→ OBJETIVO DE LA TAREA
Continúa el texto sobre la libertad en la elección de establecimientos educativos, que aparece más abajo, a partir de su última oración.

---------- TEXTO PROPORCIONADO ----------

No es mucho más lo que puede hacer una ley por sí sola en esta materia. El resto es cuestión de política educativa y acción de gobierno.



4.3. La libertad en la elección de establecimientos educativos


4.3.1. La cuestión. La explosión escolar del siglo pasado, y la consiguiente aparición de los sistemas de educación pública, plantearon también algunas cuestiones vinculadas con las libertades educativas. La primera de ellas fue la coordinación de los servicios educativos que el Estado comenzó a crear en cantidad creciente, en todos los niveles del sistema, con los servicios educativos —antiguos y nuevos— creados por la iniciativa social o privada; cuestión que, en última instancia, gira en torno de la libertad en la elección de escuelas.


Teóricamente, la unidad normativa de un sistema de educación pública, con el sentido y los alcances dados anteriormente (N° 1.1.2 y 3.2.1), no implica una organización escolar monopólica, sino, por el contrario, una organización escolar plural y abierta, como la comunidad y la cultura.


En lo que respecta a nuestro país, es incuestionable que la educación pública (la “instrucción general y universitaria” del artículo 67, inciso 16, de la Constitución) es una especie de la educación en general (el “enseñar y aprender” del artículo 14) y, por lo tanto, los derechos relativos a esta última no pueden ser “alterados por las leyes que reglamenten su ejercicio” (artículo 28), como son precisamente las que organizan la educación pública.


Sentado lo que antecede, conviene hacer dos aclaraciones más:


a) La primera es que esta cuestión ha sido encasillada generalmente bajo los rótulos de libertad de enseñanza o derecho de enseñar, términos que no son suficientemente claros y comprensivos. En efecto, antes que la libertad o el derecho de enseñar, lo que está en juego aquí es la libertad o el derecho de aprender, una de cuyas manifestaciones básicas es la de poder elegir la escuela que se prefiere, cualquiera sea el motivo de la preferencia. De hecho, son los alumnos —o sus padres, cuando se trata de menores— quienes eligen escuelas y, por ende, maestros, y no a la inversa. La libertad de enseñar está, pues, condicionada a una opción previa, en manos exclusivas del educando o su familia. Quien no tiene alumnos, nada puede enseñar.


b) La segunda aclaración es que, tradicionalmente, la cuestión ha sido vinculada con la orientación ético-religiosa o ético-filosófica de la educación y con los derechos y libertades de esa índole. Pero esto es sólo una parte del problema. En rigor de verdad, aunque ninguno de tales derechos y libertades estuviera en juego, no existiría razón alguna de orden conceptual o constitucional para negar a una persona, para sí o para sus hijos menores, el derecho de elegir, promover o crear la escuela de su preferencia, mientras ella se encuadre en las normas generales del sistema de educación pública. Y, desde luego, tampoco la habría para que aquéllos que están técnica y moralmente en condiciones de prestar un servicio educativo de esa naturaleza se vieran privados de poder hacerlo.

---------- DATOS DISPONIBLES ----------

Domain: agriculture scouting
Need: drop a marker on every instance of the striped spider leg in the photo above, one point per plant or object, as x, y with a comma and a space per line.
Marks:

----------

→ RESULTADO FINAL
4.3.2. El régimen vigente: primera época (1853-1947). En la evolución del régimen vigente en esta materia pueden distinguirse dos épocas. Durante la primera, que abarca desde 1853 hasta 1947, coexistieron tres regímenes legales paralelos, a saber:


a) En el nivel primario, que estaba originariamente a cargo exclusivo de las provincias, la coordinación entre la enseñanza oficial y la privada se estableció sobre bases muy simples: igualdad de derechos, condicionada a la observancia de determinados requisitos mínimos en materia de instalaciones, docentes y estudios, bajo el control de una inspección común a ambos sectores de la enseñanza. Es el régimen que, a partir de 1884, adoptó la ley 1.420 para las escuelas privadas (“particulares”) primarias de la Capital Federal y de los territorios nacionales.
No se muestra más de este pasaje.